Aunque el guión de Czinner modifica determinados aspectos de la narración original, algunos tan irrelevantes como situar el núcleo de la acción en otro lugar geográfico, si bien similar en cuanto que en ambos casos se trata de destinos turísticos de vacaciones, el espíritu del breve relato de Schnitzler, a pesar de sesudas opiniones críticas en sentido contrario, pervive, a nuestro juicio, en lo esencial, poniendo de manifiesto la angustia y ansiedad psicológica de la protagonista, su inasible evolución espiritual y las contradicciones morales de una burguesía media-alta de rasgos muy definidos, ya que pertenece a una antigua ciudad imperial, Viena, que era por entonces un auténtico crisol y hervidero cultural, donde se entrecruzaban las más significativas e influyentes corrientes culturales de la vieja y decadente Europa.
■ ■ ■ ■
## Desafíos
1: Convierte en una lista el párrafo del fragmento que empieza con "Aunque el guión de Czinner" y conserva sus datos principales.
2: Devuelve del fragmento, sin ningún cambio, el tramo que comienza en "Aunque el guión" y termina en "y decadente Europa.".
■ ■ ■ ■
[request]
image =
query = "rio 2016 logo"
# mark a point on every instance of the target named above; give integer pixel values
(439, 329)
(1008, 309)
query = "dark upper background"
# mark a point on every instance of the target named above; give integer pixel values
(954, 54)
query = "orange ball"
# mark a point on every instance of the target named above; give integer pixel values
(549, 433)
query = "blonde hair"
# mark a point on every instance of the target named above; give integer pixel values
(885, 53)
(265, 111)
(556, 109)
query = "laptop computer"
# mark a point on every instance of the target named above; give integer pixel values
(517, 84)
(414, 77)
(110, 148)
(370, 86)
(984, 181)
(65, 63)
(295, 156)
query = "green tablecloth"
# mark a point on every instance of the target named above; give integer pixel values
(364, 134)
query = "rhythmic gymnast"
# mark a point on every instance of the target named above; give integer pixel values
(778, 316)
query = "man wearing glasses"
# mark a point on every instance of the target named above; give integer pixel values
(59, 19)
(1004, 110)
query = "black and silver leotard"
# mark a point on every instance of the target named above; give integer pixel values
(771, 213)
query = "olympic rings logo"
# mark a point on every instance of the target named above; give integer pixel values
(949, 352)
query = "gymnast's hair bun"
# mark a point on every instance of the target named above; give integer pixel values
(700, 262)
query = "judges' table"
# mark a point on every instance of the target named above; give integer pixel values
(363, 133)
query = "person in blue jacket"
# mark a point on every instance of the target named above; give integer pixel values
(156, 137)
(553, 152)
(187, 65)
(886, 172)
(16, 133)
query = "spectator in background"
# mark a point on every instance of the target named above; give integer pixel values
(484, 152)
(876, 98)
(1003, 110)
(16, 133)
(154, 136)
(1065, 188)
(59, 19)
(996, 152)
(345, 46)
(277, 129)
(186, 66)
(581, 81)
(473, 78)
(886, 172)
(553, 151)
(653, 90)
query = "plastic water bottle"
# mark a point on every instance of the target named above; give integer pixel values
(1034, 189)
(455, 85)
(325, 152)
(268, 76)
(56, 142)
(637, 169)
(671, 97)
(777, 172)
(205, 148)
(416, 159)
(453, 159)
■ ■ ■ ■
## Respuestas
1:
- El guión de Czinner modifica algunos aspectos del relato original de Schnitzler. Por ejemplo, sitúa la acción en otro lugar geográfico, aunque en ambos casos se trata de destinos turísticos de vacaciones.
- Pese a opiniones críticas contrarias, el texto sostiene que el espíritu del relato pervive en lo esencial.
- La película pone de manifiesto la angustia y la ansiedad psicológica de la protagonista, así como su inasible evolución espiritual.
- También muestra las contradicciones morales de una burguesía media-alta de Viena, antigua ciudad imperial.
- Viena era entonces un crisol y hervidero cultural donde se entrecruzaban las corrientes más influyentes de la vieja y decadente Europa.

2:
Aunque el guión de Czinner modifica determinados aspectos de la narración original, algunos tan irrelevantes como situar el núcleo de la acción en otro lugar geográfico, si bien similar en cuanto que en ambos casos se trata de destinos turísticos de vacaciones, el espíritu del breve relato de Schnitzler, a pesar de sesudas opiniones críticas en sentido contrario, pervive, a nuestro juicio, en lo esencial, poniendo de manifiesto la angustia y ansiedad psicológica de la protagonista, su inasible evolución espiritual y las contradicciones morales de una burguesía media-alta de rasgos muy definidos, ya que pertenece a una antigua ciudad imperial, Viena, que era por entonces un auténtico crisol y hervidero cultural, donde se entrecruzaban las más significativas e influyentes corrientes culturales de la vieja y decadente Europa.